What needs to be done:
Reproduce the whole listing, character for character.

##########

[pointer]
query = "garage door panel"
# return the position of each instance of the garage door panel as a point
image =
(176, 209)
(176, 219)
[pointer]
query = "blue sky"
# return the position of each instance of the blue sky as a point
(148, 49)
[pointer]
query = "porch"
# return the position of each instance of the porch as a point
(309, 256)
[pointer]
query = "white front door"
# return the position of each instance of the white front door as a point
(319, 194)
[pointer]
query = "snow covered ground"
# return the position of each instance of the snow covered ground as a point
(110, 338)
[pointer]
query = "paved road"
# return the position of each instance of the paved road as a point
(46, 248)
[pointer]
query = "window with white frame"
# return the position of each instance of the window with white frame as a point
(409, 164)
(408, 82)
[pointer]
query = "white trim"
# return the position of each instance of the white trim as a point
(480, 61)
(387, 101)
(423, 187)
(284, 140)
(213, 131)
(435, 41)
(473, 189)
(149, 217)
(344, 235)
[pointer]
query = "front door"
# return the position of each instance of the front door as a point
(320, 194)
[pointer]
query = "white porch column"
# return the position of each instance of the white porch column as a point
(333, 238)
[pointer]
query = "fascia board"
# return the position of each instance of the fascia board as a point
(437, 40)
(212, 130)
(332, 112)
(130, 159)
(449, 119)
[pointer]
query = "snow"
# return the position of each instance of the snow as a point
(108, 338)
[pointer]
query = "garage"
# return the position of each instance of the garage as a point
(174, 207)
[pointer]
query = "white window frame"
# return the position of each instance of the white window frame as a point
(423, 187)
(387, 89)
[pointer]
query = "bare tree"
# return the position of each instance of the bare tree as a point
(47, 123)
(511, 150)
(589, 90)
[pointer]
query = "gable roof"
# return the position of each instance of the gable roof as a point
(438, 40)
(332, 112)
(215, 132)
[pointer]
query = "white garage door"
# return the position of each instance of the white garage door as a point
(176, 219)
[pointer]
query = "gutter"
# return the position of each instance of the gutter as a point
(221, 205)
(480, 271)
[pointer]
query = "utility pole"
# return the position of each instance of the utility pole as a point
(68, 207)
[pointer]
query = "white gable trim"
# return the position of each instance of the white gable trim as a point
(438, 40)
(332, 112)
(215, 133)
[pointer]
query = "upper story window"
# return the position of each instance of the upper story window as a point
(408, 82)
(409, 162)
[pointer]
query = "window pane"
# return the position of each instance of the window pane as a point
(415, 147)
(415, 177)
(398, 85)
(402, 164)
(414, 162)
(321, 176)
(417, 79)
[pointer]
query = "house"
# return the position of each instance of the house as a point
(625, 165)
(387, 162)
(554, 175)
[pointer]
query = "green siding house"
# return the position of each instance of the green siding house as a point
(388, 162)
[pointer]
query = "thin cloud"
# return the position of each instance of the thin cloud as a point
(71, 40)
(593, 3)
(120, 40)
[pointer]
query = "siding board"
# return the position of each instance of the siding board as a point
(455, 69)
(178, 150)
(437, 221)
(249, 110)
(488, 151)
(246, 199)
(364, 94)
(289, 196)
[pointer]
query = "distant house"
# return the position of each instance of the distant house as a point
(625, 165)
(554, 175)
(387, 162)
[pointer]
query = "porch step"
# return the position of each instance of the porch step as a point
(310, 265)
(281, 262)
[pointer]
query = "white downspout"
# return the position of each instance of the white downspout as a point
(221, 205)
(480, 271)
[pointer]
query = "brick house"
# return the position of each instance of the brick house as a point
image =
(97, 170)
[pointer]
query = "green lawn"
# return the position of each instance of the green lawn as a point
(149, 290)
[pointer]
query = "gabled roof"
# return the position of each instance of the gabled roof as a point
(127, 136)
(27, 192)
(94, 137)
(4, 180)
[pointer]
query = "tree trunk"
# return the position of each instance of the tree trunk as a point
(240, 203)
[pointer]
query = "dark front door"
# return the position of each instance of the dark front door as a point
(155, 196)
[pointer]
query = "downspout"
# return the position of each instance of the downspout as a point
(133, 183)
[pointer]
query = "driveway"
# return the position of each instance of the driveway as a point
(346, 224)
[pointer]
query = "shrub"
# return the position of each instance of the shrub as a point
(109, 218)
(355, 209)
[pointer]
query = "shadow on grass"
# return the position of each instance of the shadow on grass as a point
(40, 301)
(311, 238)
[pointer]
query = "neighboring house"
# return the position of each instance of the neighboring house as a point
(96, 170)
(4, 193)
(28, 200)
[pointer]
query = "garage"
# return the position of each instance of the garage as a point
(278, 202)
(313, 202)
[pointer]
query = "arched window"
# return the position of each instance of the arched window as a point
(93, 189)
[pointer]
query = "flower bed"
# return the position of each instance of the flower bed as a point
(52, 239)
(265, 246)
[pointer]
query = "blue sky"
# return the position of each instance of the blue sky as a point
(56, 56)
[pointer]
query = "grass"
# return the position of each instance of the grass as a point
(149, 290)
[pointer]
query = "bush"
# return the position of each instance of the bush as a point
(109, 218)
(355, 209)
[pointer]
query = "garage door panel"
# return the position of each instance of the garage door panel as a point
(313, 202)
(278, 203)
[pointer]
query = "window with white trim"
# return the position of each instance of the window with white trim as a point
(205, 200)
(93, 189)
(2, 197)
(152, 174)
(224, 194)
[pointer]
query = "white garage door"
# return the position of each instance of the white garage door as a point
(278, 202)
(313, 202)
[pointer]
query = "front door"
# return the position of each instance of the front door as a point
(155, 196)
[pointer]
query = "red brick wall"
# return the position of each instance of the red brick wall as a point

##########

Solution below:
[pointer]
query = "garage door panel"
# return the position of each instance of the garage door panel as a point
image =
(176, 209)
(176, 219)
[pointer]
query = "blue sky"
# return the position of each instance of the blue sky as a point
(148, 49)
[pointer]
query = "porch"
# return the position of each instance of the porch as a point
(309, 256)
[pointer]
query = "white front door"
# return the position of each instance of the white front door as a point
(319, 194)
[pointer]
query = "snow covered ground"
# return the position of each instance of the snow covered ground as a point
(110, 338)
[pointer]
query = "paved road"
# return the position of each instance of the paved road as a point
(46, 248)
[pointer]
query = "window with white frame"
# return the position of each instance of the window with white frame as a point
(409, 164)
(408, 82)
[pointer]
query = "white trim"
# return the position of each instance of the white trim as a point
(480, 61)
(387, 101)
(423, 187)
(284, 140)
(213, 131)
(435, 41)
(473, 189)
(149, 217)
(344, 235)
[pointer]
query = "front door"
# return the position of each instance of the front door as a point
(320, 194)
[pointer]
query = "white porch column"
# return the position of each instance of the white porch column as a point
(333, 238)
[pointer]
query = "fascia board"
# return the position of each instance of the fascia board as a point
(437, 40)
(212, 130)
(332, 112)
(130, 159)
(449, 119)
[pointer]
query = "snow"
# return the position of each instance of the snow as a point
(108, 338)
[pointer]
query = "garage"
# return the position of each instance of the garage as a point
(174, 207)
[pointer]
query = "white window frame"
# return the position of each instance of the white window frame as a point
(423, 187)
(387, 89)
[pointer]
query = "bare tree"
# return the position of each instance of the bare tree as a point
(47, 123)
(511, 150)
(589, 90)
[pointer]
query = "gable roof"
# return the position of each instance of the gable roof as a point
(438, 40)
(332, 112)
(215, 132)
[pointer]
query = "white garage door"
# return the position of each instance of the white garage door as a point
(176, 219)
[pointer]
query = "gutter"
# return the position of each instance of the gutter as a point
(221, 205)
(480, 271)
[pointer]
query = "utility pole"
# return the position of each instance of the utility pole as a point
(68, 207)
[pointer]
query = "white gable trim"
# return the position of each instance of the white gable trim as a point
(438, 40)
(332, 112)
(215, 133)
[pointer]
query = "upper story window"
# return the position of each instance of the upper story window as a point
(408, 82)
(409, 162)
[pointer]
query = "window pane"
# return the position of each instance of the window pane as a point
(415, 147)
(415, 177)
(398, 85)
(402, 164)
(414, 162)
(321, 176)
(417, 79)
[pointer]
query = "house"
# return the position of each instance of the house as a point
(625, 165)
(387, 162)
(554, 175)
[pointer]
query = "green siding house"
# return the position of each instance of the green siding house as a point
(388, 162)
[pointer]
query = "thin cloud"
# return the position of each instance of the thin cloud as a point
(71, 40)
(593, 3)
(120, 40)
[pointer]
query = "siding board"
# return the position of each instance of the siding board as a point
(455, 69)
(178, 150)
(437, 221)
(249, 110)
(488, 151)
(246, 199)
(364, 94)
(289, 196)
[pointer]
query = "distant house"
# return the position of each instance of the distant house as a point
(625, 165)
(554, 175)
(387, 162)
[pointer]
query = "porch step"
# return the position of each instance of the porch step as a point
(310, 265)
(281, 262)
[pointer]
query = "white downspout"
# return the position of each instance of the white downspout as a point
(221, 205)
(480, 271)
[pointer]
query = "brick house"
# return the position of each instance of the brick house as a point
image =
(97, 170)
[pointer]
query = "green lawn"
# return the position of each instance of the green lawn as a point
(149, 290)
[pointer]
query = "gabled roof"
# return the position of each instance of the gabled roof as a point
(127, 136)
(27, 192)
(94, 137)
(4, 180)
[pointer]
query = "tree trunk"
# return the position of each instance of the tree trunk as a point
(240, 203)
[pointer]
query = "dark front door"
# return the position of each instance of the dark front door as a point
(155, 196)
[pointer]
query = "downspout"
# return the position of each instance of the downspout as a point
(133, 183)
[pointer]
query = "driveway"
# return the position of each instance of the driveway as a point
(346, 224)
[pointer]
query = "shrub"
# return the position of each instance of the shrub as a point
(109, 218)
(355, 209)
[pointer]
query = "shadow on grass"
# return the position of each instance of the shadow on grass as a point
(40, 301)
(311, 238)
[pointer]
query = "neighboring house"
# return the position of each instance of the neighboring house as a point
(96, 170)
(4, 193)
(28, 200)
[pointer]
query = "garage"
# return the position of each instance of the garage as a point
(278, 202)
(313, 202)
[pointer]
query = "arched window"
# return the position of each instance of the arched window as a point
(93, 189)
[pointer]
query = "flower bed"
# return the position of each instance of the flower bed as a point
(52, 239)
(265, 246)
[pointer]
query = "blue sky"
# return the position of each instance of the blue sky as a point
(56, 56)
[pointer]
query = "grass"
# return the position of each instance of the grass as a point
(149, 290)
[pointer]
query = "bush"
# return the position of each instance of the bush as a point
(109, 218)
(355, 209)
[pointer]
query = "garage door panel"
# return the position of each instance of the garage door panel as a point
(313, 202)
(278, 203)
[pointer]
query = "window with white trim"
# return the position of each instance of the window with white trim as a point
(205, 200)
(93, 189)
(2, 197)
(152, 174)
(224, 194)
[pointer]
query = "white garage door"
# return the position of each instance of the white garage door as a point
(278, 202)
(313, 202)
[pointer]
query = "front door"
# return the position of each instance of the front door as a point
(155, 196)
[pointer]
query = "red brick wall"
# return the position of each instance of the red brick wall as a point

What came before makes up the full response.